____ TEXT

Single by Zayn
- Released: 21 July 2023
- Genre: Pop; drum and bass; UK garage;
- Length: 2:53
- Label: Mercury; Republic;
- Songwriters: Zayn Malik; Jonathan Bellion; Jordan K. Johnson; Stefan Johnson; Michael Pollack;
- Producers: Bellion; The Monsters & Strangerz;

Zayn singles chronology
| "Angel" (2022) | "Love Like This" (2023) | "Tu Hai Kahan" (2024) |

Music video
- "Love Like This" on YouTube

= Love Like This (Zayn song) =

2023 single by Zayn

"Love Like This" is a song by English singer-songwriter Zayn. It was released as a single on 21 July 2023 through Mercury and Republic Records and serves as his first release under the labels. Zayn wrote the song with producers Jon Bellion and the Monsters & Strangerz (Jordan K. Johnson and Stefan Johnson), alongside Michael Pollack. The song serves as his first solo release in over two years although he had later released three collaborations with other artists. A remix of the song by Mura Masa was released on 8 September 2023.

==Background and promotion==
On 26 June 2023, Billboard confirmed that Zayn had recently signed to Mercury Records, in which label heads confirmed that he would be releasing his first single under the label "very soon this summer", which he teased by wiping all the posts on his Instagram account, while inside sources close to him also said that he would be experimenting with a new sound with the music that he had been making around the same time. The following day, Zayn teased a clip of what appeared to be a music video shoot for an upcoming song on social media, which showed him wearing a helmet while getting ready to ride a motorcycle, along with a pre-save link for his new music. Two days later, he teased another clip that played a part of the instrumental of the song, as his vocals were quiet and faded towards the end. On 3 July 2023, Zayn shared an actual snippet of the song with his vocals as part of another clip of the video. Exactly a week later, he revealed the title of the song and release date as he shared a video of him spray painting "LOVE LIKE THIS 7.21" on a wall. On 12 July 2023, Zayn was interviewed on the podcast Call Her Daddy by Alex Cooper, in which he described the song as "a summer jam" and furtherly felt that "it's a good vibe, it just feels like summer". Two days later, Zayn shared the cover art of the song. Leading up to the release of the song, he shared snippets and different clips of the video multiple times.

________
____ SUPPLIED INFORMATION

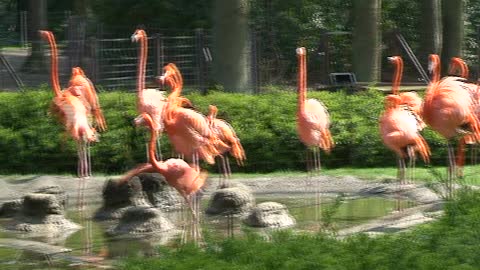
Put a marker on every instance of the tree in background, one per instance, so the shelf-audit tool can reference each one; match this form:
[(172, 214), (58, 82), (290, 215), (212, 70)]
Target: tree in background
[(366, 42), (453, 30), (430, 29), (231, 44), (37, 20)]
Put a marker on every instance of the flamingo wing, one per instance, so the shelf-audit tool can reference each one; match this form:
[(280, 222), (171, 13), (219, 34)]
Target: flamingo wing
[(316, 115)]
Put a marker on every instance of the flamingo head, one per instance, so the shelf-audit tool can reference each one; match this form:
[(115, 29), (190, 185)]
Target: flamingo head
[(301, 51), (457, 63), (394, 59), (392, 101), (433, 62), (412, 100), (77, 71), (184, 102), (138, 35), (75, 90), (171, 75), (141, 120), (90, 135), (45, 34), (213, 111)]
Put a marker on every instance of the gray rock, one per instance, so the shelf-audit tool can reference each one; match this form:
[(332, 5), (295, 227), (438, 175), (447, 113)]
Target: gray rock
[(119, 197), (270, 215), (141, 220), (11, 208), (55, 190), (230, 201), (159, 193), (37, 204), (41, 214)]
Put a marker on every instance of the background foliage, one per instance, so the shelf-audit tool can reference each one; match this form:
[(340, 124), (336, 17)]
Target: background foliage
[(32, 141), (450, 243)]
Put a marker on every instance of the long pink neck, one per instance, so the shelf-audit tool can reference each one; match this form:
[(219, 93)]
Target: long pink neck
[(301, 83), (159, 166), (54, 65), (458, 63), (142, 63), (397, 78), (435, 62)]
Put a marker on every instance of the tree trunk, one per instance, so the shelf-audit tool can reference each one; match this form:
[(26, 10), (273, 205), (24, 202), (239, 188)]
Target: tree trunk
[(80, 7), (453, 31), (37, 12), (231, 44), (430, 30), (366, 40)]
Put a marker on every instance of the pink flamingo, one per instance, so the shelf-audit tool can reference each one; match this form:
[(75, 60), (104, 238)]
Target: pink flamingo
[(227, 135), (188, 130), (313, 120), (72, 111), (88, 95), (185, 179), (399, 126), (150, 101), (450, 110)]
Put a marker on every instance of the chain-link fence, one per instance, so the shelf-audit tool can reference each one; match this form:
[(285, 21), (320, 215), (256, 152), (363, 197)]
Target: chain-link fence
[(110, 58)]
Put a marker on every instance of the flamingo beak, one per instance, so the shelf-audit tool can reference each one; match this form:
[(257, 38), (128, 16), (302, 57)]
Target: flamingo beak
[(161, 79), (134, 38), (139, 121)]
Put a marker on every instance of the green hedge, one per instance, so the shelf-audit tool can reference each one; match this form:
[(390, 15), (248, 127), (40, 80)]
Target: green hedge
[(32, 141), (452, 242)]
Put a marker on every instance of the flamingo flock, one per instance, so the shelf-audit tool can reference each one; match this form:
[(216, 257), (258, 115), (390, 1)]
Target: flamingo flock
[(450, 107)]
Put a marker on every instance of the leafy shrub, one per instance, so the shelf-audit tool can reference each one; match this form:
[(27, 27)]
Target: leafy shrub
[(31, 140), (450, 243)]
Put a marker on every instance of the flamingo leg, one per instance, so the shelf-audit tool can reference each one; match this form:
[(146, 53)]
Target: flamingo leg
[(229, 170), (401, 170), (192, 204), (319, 163), (451, 169), (225, 170), (159, 150), (411, 164), (89, 159)]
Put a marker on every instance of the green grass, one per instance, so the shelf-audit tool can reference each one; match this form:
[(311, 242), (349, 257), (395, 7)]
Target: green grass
[(452, 242), (422, 174)]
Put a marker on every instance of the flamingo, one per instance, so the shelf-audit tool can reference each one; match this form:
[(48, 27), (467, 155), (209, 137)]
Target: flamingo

________

- SHORT TASK
In the text about the song "Love Like This," who made the remix released on 8 September 2023?

- ANSWER TO THIS PROBLEM
Mura Masa